In regards to having two tracks I think the ideal way is just to have some flexibility built in the system.  For instance I had a young 7 yr old who for his next rank he needed to learn two forms, he took it upon himself to watch the higher ranked students whom he was in class with and learned two belts a head, then he comes to me and says "is this right?" he actually had the lower form backwards, and the highest form he had 90% (we are talking the major moves, not fine tuning the form) correct.  Well I straighten out both forms and at test time to award his good effort, I promoted him two ranks (not three, but two).  I used him as the example that other students should follow as in putting forth extra effort and so on.

In my PA class I have more flexibility in that if a student is in a class and I'm teaching a more senior drill or skill than generally the lower ranked student gets to learn it along side of the more senior students, so they are always being challenged.   Come test time it is based more on their overall skill than having learned this drill over that one or whatever.   



TSDTexan said:


> There are things like private lessons that accelerate one student ahead of his peers.

▶ _Exercise description_
Write what comes next in the forum post on martial arts rank promotion, picking up after its final quoted line. The items that come next are separate material with no connection to the forum post on martial arts rank promotion.

(Excerpts from a pointing dataset)
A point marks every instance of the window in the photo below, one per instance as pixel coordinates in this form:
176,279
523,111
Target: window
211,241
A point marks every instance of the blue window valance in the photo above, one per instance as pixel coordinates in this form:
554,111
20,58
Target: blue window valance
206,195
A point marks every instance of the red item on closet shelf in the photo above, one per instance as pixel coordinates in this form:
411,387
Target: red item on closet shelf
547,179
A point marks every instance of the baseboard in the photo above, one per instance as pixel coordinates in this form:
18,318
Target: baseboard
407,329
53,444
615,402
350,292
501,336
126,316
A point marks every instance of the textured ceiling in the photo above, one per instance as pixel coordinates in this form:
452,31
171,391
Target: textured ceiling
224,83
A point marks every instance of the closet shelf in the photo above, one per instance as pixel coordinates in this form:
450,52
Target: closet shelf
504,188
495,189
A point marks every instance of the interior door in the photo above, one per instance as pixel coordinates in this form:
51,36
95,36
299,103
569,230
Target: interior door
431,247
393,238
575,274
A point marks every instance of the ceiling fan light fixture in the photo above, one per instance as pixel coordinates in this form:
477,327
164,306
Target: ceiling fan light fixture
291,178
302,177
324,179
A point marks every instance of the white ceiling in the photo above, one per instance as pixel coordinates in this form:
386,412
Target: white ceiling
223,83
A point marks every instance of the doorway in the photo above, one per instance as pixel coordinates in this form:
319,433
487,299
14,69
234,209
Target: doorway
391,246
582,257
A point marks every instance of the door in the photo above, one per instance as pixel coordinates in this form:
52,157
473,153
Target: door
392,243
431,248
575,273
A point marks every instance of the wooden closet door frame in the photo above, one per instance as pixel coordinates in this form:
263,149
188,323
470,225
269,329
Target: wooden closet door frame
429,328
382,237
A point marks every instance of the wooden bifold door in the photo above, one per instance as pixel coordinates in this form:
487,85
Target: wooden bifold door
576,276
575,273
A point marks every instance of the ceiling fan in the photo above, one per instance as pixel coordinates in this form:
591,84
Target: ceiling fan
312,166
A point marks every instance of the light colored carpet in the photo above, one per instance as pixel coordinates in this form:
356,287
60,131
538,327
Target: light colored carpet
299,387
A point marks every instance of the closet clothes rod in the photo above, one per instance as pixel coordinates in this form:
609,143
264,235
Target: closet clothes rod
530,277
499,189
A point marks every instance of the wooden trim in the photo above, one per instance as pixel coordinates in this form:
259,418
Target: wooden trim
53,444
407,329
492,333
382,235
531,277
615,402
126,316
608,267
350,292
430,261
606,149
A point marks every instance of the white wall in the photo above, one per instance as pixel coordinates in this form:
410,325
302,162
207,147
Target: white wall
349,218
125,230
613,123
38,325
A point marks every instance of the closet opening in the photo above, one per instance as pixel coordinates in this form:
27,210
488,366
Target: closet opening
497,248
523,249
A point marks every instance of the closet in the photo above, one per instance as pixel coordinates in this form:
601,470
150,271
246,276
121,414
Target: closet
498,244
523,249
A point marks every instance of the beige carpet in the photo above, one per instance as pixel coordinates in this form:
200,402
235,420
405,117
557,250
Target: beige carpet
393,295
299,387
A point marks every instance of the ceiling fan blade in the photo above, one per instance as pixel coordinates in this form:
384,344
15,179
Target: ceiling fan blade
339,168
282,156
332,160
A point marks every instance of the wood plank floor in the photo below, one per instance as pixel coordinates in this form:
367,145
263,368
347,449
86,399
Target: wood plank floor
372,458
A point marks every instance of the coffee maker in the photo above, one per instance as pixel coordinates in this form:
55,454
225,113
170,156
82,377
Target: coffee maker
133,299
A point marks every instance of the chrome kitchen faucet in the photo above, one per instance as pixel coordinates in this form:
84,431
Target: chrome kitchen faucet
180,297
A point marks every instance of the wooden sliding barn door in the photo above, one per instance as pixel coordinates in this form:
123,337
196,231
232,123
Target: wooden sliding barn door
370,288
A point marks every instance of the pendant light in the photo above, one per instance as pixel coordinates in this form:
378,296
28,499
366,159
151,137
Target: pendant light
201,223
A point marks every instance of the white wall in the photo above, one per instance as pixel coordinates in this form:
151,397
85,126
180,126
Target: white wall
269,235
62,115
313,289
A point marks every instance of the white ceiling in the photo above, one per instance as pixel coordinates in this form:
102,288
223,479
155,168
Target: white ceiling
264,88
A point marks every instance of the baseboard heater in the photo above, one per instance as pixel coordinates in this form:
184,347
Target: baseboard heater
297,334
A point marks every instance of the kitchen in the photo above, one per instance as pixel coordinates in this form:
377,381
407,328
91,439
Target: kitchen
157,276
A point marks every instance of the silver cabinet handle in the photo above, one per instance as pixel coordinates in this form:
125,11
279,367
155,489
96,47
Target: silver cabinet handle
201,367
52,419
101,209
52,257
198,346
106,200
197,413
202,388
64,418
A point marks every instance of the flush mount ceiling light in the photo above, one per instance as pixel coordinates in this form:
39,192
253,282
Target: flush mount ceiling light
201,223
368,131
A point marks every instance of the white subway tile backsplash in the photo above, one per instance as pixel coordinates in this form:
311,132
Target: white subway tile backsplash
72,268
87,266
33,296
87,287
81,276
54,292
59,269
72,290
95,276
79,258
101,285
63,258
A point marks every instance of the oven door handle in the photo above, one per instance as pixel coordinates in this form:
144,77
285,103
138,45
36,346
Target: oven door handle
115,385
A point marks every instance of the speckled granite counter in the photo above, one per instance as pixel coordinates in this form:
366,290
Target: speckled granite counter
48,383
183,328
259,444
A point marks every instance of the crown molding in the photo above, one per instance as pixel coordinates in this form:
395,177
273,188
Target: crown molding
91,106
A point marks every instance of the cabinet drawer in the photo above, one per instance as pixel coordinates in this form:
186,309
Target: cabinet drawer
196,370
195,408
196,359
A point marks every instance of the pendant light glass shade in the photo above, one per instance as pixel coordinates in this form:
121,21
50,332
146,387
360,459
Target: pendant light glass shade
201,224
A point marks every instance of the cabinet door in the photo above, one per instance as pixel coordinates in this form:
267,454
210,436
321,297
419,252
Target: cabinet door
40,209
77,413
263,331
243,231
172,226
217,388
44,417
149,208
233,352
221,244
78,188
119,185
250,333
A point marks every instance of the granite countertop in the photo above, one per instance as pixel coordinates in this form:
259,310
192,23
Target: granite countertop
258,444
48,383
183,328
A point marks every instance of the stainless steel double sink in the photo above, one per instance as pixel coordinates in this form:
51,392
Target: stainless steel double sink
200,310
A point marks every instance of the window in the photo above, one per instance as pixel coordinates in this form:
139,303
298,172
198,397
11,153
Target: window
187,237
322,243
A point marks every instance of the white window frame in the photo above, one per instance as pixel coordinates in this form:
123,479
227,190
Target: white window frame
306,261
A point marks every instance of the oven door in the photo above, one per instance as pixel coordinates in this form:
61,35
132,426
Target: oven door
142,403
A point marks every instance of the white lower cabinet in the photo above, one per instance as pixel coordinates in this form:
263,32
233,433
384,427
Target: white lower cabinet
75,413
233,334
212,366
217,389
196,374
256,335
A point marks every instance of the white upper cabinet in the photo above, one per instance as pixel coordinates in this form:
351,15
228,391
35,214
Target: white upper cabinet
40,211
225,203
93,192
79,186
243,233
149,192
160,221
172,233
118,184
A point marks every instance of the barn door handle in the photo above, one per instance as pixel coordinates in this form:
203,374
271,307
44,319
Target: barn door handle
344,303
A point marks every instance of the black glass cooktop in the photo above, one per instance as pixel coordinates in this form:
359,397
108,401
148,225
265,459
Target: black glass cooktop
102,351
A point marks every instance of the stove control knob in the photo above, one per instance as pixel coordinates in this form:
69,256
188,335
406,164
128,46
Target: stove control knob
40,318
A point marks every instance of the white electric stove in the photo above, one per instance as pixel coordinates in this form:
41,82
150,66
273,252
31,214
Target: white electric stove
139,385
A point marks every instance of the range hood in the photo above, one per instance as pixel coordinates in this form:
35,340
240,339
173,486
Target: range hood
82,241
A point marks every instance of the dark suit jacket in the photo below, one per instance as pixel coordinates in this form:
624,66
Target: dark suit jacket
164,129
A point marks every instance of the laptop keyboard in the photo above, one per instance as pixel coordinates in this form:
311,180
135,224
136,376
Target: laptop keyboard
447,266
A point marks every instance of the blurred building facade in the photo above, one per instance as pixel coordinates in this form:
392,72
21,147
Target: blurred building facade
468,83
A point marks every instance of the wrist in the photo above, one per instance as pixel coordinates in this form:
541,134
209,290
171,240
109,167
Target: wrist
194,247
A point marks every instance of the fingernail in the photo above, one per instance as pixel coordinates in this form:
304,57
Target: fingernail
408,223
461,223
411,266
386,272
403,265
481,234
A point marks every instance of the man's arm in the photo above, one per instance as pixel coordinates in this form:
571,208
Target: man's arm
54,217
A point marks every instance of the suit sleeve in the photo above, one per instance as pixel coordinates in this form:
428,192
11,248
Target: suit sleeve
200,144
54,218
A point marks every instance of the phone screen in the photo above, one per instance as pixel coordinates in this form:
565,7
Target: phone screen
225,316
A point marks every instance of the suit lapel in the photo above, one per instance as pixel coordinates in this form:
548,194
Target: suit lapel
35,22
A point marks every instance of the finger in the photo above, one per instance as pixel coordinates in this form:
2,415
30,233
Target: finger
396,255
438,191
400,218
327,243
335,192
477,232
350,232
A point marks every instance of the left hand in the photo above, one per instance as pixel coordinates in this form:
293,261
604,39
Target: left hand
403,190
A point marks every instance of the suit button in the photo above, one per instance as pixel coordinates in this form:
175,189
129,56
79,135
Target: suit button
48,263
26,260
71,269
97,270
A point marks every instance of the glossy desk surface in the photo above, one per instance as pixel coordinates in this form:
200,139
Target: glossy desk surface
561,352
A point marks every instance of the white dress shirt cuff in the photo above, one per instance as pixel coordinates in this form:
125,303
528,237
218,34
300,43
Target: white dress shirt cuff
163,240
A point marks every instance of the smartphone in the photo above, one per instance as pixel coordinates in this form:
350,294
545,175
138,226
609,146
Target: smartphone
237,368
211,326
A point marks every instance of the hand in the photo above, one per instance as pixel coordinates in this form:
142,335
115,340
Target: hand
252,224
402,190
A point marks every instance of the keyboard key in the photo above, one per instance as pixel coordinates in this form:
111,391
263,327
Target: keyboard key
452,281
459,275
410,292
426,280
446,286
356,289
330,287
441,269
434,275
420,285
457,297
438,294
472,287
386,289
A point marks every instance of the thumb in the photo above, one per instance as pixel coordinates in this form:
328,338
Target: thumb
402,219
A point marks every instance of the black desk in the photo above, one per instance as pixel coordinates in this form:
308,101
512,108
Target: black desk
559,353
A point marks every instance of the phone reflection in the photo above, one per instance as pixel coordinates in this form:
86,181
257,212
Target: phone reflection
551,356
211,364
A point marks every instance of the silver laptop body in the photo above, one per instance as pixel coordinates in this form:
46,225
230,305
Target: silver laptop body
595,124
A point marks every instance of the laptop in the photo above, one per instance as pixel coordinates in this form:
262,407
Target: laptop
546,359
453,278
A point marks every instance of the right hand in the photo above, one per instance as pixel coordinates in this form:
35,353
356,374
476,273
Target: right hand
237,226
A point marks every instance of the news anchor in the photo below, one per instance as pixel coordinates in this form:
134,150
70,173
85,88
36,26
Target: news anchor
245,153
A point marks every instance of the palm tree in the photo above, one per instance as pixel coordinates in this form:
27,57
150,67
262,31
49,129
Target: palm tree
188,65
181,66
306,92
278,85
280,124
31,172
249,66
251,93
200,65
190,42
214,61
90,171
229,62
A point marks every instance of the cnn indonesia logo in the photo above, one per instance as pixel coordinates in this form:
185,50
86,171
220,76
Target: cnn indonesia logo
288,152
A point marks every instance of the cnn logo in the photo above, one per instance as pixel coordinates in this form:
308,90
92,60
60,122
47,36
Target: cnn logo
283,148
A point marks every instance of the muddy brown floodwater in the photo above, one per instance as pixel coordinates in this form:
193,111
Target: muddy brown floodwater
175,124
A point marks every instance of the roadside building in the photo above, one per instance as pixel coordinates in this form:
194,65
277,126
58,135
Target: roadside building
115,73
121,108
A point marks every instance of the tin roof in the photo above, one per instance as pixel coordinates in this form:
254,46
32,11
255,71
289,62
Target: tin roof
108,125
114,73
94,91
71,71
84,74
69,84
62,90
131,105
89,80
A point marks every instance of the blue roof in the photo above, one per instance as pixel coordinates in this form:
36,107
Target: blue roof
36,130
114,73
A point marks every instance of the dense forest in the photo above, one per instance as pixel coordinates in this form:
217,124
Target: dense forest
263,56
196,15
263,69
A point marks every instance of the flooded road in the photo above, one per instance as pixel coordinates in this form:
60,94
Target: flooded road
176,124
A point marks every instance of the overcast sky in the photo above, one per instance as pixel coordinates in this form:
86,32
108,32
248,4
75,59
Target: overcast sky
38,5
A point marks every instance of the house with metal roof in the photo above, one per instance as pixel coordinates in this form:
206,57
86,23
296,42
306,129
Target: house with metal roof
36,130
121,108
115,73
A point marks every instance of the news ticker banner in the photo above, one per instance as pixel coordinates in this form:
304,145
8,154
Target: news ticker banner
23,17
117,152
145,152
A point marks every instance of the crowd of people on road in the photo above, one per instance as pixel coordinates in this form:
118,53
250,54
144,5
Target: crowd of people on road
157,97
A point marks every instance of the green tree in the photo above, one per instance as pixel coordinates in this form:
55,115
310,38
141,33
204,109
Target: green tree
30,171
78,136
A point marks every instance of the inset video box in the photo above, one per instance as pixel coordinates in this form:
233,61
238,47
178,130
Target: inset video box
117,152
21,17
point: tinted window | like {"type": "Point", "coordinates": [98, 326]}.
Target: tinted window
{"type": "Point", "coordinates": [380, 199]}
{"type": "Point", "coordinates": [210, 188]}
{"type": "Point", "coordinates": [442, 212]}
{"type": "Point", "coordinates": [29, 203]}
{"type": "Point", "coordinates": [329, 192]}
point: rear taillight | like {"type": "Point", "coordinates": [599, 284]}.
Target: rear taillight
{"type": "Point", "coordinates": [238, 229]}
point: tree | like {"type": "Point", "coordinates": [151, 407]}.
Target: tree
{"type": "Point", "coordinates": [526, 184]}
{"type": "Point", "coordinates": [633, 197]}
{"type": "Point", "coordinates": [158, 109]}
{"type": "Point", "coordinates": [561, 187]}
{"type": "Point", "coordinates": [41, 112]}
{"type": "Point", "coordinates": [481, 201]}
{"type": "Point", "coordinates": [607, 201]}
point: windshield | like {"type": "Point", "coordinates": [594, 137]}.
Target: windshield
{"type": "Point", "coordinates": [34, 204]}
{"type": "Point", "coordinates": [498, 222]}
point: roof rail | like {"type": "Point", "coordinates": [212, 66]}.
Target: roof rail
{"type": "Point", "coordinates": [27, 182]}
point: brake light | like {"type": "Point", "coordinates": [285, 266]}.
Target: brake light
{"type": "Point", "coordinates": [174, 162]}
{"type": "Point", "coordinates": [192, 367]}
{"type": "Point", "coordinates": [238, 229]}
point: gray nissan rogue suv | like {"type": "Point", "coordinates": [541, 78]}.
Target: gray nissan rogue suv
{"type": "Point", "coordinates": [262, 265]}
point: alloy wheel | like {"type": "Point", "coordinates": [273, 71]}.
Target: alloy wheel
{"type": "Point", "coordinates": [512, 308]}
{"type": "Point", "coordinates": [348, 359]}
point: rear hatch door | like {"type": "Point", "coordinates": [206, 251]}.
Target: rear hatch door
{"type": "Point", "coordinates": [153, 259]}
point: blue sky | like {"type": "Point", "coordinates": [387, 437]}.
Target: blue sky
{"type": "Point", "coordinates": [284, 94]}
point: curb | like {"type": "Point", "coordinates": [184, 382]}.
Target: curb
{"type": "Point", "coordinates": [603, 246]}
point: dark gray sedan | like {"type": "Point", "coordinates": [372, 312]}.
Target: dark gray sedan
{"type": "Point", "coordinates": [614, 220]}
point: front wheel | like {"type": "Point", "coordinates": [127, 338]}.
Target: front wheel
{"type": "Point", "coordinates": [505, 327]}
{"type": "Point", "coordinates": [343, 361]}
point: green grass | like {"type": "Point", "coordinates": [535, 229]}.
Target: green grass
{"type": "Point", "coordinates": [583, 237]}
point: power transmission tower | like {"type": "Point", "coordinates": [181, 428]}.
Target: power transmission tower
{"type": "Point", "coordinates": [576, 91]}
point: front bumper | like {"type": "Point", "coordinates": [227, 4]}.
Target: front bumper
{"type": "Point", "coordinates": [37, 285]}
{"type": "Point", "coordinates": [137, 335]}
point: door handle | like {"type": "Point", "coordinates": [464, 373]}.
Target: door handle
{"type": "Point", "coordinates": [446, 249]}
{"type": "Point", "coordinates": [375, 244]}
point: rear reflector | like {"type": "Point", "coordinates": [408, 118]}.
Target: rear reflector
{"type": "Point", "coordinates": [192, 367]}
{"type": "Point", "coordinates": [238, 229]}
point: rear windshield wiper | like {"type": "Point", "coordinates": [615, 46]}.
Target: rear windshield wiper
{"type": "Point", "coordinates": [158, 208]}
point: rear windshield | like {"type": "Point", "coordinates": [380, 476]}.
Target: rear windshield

▶ _Task answer_
> 
> Then, you have schools that have retreats/monastic locations that class time is a 14 to 18 hour day for many months in duration.
> 
> If a student attends such a place he is going to advance far beyond a normal slow learners track.



I agree on both accounts, although I've never run into a student who came from one of those places.   However if someone came from one then there should be a way to have them get up to speed in the art that is being taught.



TSDTexan said:


> The problem of a one size fits all students, is that gifted and talented individuals who truely learn the curriculum faster suffer emotionally and can walk away because of a ranking system that doesn't flex.
> 
> Now a really good CI will teach him beyond his rank, if the student has really demonstrated competence in the material.



I don't think they suffer emotionally, they get bored.  So the goal is give them something they can hold onto to keep their interest.  One of the good things about being more independent is that I'm free to do what I want in regards to my curriculum.  So I teach two main arts the ATK and PA and then also teach Kobudo as a bridge art.   So if the student is getting bored then they can switch to another art and see if that art fits them better.

On top of this I also bring over concepts from the PA to the ATK system interchanging drills, especially empty hand drills, etc. etc.   For instance I have two young students (one of them is the student who learned the forms on his own) and they both have expressed learning weapons; I don't take students under 10 (usually) in the PA program but I started teaching them some basic double stick flow drills and then the stick form or two.   Now if they ever choose to cross over into the other system they will be ahead, as it is the drills and forms they are learning are keeping them interested in class.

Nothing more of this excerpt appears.